======== EXTRAIT FOURNI ========
Faire un don en pensant réductions d'impôts ?
En France, la plupart des associations sociales et humanitaires fournissent à leurs donateurs un reçu fiscal leur permettant d'obtenir une réduction d'impôt. Certaines personnes choisissent de faire un don parce qu'elles savent qu'elles bénéficieront de cette réduction.
Est-ce immoral ? Est-ce une façon intéressée de donner qui ôte sa valeur au don ?
Est-ce que la vraie générosité ne consiste pas à donner sans aucune arrière-pensée ?
Je répondrai de façon très nette à ce genre de questions : je ne trouve rien d'immoral au fait d'utiliser la possibilité qui nous est accordée de bénéficier de réductions d'impôt grâce à un don, ni même de faire un don dans le but de bénéficier d'une telle réduction.
Essayons d'en discuter.
Où est la générosité quand on donne pour bénéficier d'une réduction d'impôt ?
C'est vrai, il n'y a rien de généreux dans le fait de donner d'une main quand de l'autre on économise en échange : c'est de l'argent dont on était obligé de se séparer de toute façon !
Mais là n'est pas la question : il ne s'agit pas de savoir s'il est généreux de donner pour bénéficier d'une réduction d'impôt, mais de savoir si c'est immoral ou cynique.
Ça ne l'est pas.
Il s'agit d'un choix : le choix d'affecter une partie de son argent à une association ou à une oeuvre à laquelle on croit plutôt qu'au budget de l'État.
Si c'est l'État lui-même qui nous donne cette possibilité, pourquoi s'en priver ?
Et il convient ensuite de noter que la réduction d'impôt que l'on peut obtenir est plus faible que le montant du don.
========
OBJECTIF DE L'EXERCICE –
Recopiez fidèlement le passage du texte sur les dons et les réductions d'impôt, en commençant à « Est-ce que la » et en terminant à « d'une telle réduction. ». Le matériel qui suit ne joue aucun rôle ici.
======== DONNÉES ENREGISTRÉES ========
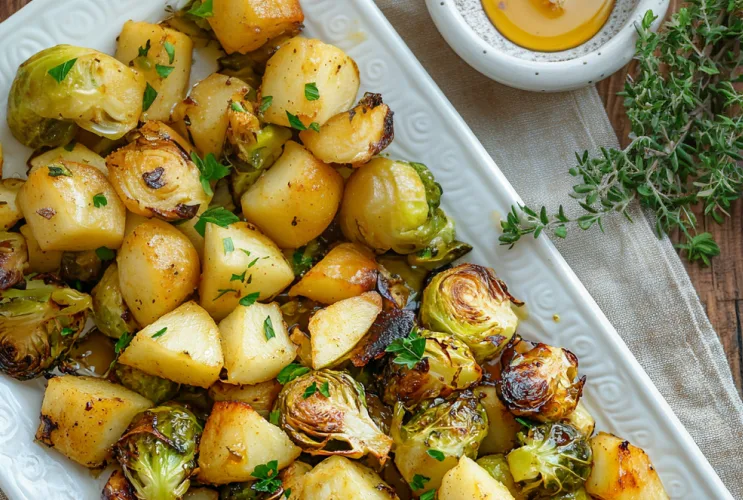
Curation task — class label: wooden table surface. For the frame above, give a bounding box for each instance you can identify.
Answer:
[0,0,743,394]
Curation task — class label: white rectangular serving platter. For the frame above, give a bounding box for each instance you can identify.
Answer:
[0,0,732,500]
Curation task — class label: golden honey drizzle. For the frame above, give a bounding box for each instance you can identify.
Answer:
[482,0,614,52]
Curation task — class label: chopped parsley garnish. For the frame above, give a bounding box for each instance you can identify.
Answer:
[276,363,310,385]
[142,82,157,111]
[193,207,240,236]
[49,58,77,83]
[93,193,108,208]
[304,82,320,101]
[385,328,426,370]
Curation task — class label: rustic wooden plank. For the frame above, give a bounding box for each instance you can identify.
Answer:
[0,0,743,393]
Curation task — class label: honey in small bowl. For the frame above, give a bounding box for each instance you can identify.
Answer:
[482,0,614,52]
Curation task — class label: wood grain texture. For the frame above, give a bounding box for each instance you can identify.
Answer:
[0,0,743,394]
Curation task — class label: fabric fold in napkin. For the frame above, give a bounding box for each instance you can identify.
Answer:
[376,0,743,498]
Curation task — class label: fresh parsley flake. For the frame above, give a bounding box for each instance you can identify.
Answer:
[49,58,77,83]
[222,237,235,255]
[142,82,157,111]
[155,64,175,78]
[320,382,330,398]
[253,458,281,493]
[263,316,276,340]
[47,164,72,177]
[410,474,431,491]
[188,0,214,19]
[258,95,273,113]
[276,363,310,385]
[286,111,307,130]
[191,152,230,196]
[385,328,426,370]
[193,207,240,236]
[163,41,175,64]
[304,82,320,101]
[240,292,261,307]
[302,382,317,399]
[95,247,116,262]
[150,326,168,339]
[93,193,108,208]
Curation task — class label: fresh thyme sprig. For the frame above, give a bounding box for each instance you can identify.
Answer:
[500,0,743,264]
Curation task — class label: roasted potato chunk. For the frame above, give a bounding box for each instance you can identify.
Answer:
[117,219,200,326]
[261,37,360,127]
[36,375,152,467]
[199,401,301,484]
[586,432,668,500]
[18,160,126,251]
[208,0,304,54]
[106,122,211,221]
[299,93,395,167]
[240,141,343,248]
[116,21,193,121]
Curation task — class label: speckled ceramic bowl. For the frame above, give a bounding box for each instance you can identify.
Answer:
[426,0,669,92]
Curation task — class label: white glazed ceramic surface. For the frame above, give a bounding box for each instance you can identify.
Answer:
[0,0,732,500]
[426,0,669,92]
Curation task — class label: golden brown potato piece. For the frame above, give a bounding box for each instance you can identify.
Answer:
[289,243,378,304]
[299,93,395,167]
[208,0,304,54]
[261,37,360,127]
[0,179,26,229]
[119,302,223,389]
[18,160,126,252]
[173,73,250,158]
[240,141,343,248]
[106,122,211,221]
[586,432,668,500]
[36,375,152,467]
[199,401,302,484]
[116,21,193,121]
[117,219,200,326]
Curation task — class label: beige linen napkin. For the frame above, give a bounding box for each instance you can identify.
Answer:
[377,0,743,500]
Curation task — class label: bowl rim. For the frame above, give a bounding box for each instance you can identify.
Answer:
[426,0,670,92]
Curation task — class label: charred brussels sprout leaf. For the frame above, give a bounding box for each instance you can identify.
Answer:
[391,391,488,489]
[0,275,91,380]
[112,363,179,404]
[498,336,586,422]
[506,423,592,495]
[114,406,202,500]
[8,45,145,149]
[275,370,392,463]
[420,264,522,363]
[0,231,28,290]
[91,263,139,339]
[340,157,468,258]
[384,330,482,405]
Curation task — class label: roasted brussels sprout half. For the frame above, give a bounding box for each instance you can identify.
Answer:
[0,275,91,380]
[59,250,103,283]
[106,122,211,221]
[0,231,28,290]
[111,363,179,404]
[384,330,482,405]
[497,335,586,422]
[8,45,146,149]
[477,454,526,500]
[420,264,522,363]
[340,157,468,265]
[506,423,592,495]
[275,370,392,463]
[391,391,488,489]
[90,263,139,339]
[114,406,202,500]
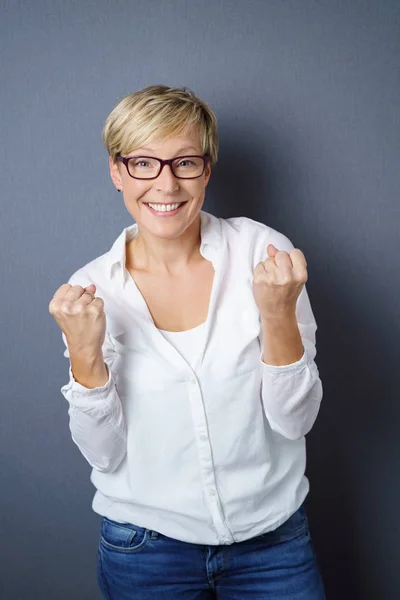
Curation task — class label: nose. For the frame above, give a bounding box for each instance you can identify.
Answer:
[154,165,179,194]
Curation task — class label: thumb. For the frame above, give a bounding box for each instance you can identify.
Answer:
[83,283,96,294]
[267,244,279,258]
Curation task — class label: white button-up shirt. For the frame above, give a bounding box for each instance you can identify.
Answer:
[61,211,322,544]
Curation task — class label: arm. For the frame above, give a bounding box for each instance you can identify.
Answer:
[61,271,126,473]
[61,333,126,473]
[260,286,323,440]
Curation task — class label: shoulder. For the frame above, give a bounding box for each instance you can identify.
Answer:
[221,217,294,261]
[68,252,108,287]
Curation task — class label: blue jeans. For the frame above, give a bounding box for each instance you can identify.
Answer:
[97,506,325,600]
========
RÉSULTAT FINAL –
Est-ce que la vraie générosité ne consiste pas à donner sans aucune arrière-pensée ?
Je répondrai de façon très nette à ce genre de questions : je ne trouve rien d'immoral au fait d'utiliser la possibilité qui nous est accordée de bénéficier de réductions d'impôt grâce à un don, ni même de faire un don dans le but de bénéficier d'une telle réduction.